Dataset records:
|---|

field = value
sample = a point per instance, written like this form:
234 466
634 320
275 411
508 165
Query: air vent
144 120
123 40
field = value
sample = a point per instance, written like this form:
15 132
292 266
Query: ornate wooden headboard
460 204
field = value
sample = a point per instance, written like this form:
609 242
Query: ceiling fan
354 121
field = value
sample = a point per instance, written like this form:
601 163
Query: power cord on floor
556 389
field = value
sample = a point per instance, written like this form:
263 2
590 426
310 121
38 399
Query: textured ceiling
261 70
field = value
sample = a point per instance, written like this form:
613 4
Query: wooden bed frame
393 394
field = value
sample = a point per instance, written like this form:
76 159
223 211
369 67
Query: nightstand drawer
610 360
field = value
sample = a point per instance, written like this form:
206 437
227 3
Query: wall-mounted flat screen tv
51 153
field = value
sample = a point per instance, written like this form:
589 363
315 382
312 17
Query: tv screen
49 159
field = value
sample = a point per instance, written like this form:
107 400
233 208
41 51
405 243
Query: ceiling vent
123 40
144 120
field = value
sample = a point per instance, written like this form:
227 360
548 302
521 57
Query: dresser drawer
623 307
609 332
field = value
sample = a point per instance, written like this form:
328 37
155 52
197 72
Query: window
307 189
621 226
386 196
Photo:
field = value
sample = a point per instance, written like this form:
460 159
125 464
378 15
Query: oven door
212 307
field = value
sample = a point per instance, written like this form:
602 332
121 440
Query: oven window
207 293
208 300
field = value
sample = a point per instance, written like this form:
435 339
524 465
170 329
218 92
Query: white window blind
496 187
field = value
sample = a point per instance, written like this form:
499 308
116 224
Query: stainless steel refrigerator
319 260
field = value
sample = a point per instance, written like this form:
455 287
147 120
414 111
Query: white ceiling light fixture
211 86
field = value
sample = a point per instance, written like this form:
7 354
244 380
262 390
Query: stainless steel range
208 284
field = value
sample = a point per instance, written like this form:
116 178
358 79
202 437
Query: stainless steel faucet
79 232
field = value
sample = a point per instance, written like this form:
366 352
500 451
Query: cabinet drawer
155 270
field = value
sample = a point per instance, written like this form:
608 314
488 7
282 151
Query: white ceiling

|---|

● **PROBLEM TO WORK ON**:
When you answer, repeat every record exactly, omitting nothing.

● **ANSWER TO THE EXERCISE**:
field = value
sample = a point per instance, written like this form:
234 466
634 320
275 411
508 165
Query: air vent
144 120
123 40
field = value
sample = a point per instance, written like this form:
15 132
292 266
Query: ornate wooden headboard
460 204
field = value
sample = a point per instance, written like this form:
609 242
Query: ceiling fan
354 121
field = value
sample = a point per instance, written like this form:
601 163
Query: power cord on floor
556 389
field = value
sample = a point per instance, written like this form:
263 2
590 426
310 121
38 399
Query: textured ceiling
261 70
field = value
sample = a point per instance, written like this form:
613 4
Query: wooden bed frame
393 394
field = value
sample = a point per instance, written like this form:
76 159
223 211
369 67
Query: nightstand drawer
610 360
field = value
sample = a point per instance, written like this form:
206 437
227 3
Query: wall-mounted flat screen tv
51 153
field = value
sample = a point per instance, written like this form:
589 363
315 382
312 17
Query: tv screen
49 159
field = value
sample = a point per instance, written like this form:
107 400
233 208
41 51
405 243
Query: ceiling vent
123 40
144 120
field = value
sample = a point per instance, written like this form:
227 360
548 302
521 57
Query: dresser drawer
623 307
609 332
field = value
sample = a point per instance, written like this form:
328 37
155 52
197 72
Query: window
307 189
621 226
386 196
Photo:
field = value
sample = a point per instance, written like this form:
460 159
125 464
378 15
Query: oven door
212 307
field = value
sample = a point per instance, written like this form:
602 332
121 440
Query: oven window
207 293
208 300
field = value
sample = a point per instance, written like this form:
435 339
524 465
170 329
218 92
Query: white window blind
496 187
field = value
sample = a point per instance, written like this form:
499 308
116 224
Query: stainless steel refrigerator
319 260
field = value
sample = a point per instance, written like this form:
455 287
147 120
414 111
Query: white ceiling light fixture
211 86
field = value
sample = a point per instance, written like this form:
7 354
244 380
262 390
Query: stainless steel range
208 284
field = value
sample = a point per instance, written like this form:
116 178
358 79
202 437
Query: stainless steel faucet
79 232
field = value
sample = a point per instance, written like this form:
366 352
500 451
Query: cabinet drawer
155 270
field = value
sample = a point per instance, written like this form:
608 314
488 7
282 151
Query: white ceiling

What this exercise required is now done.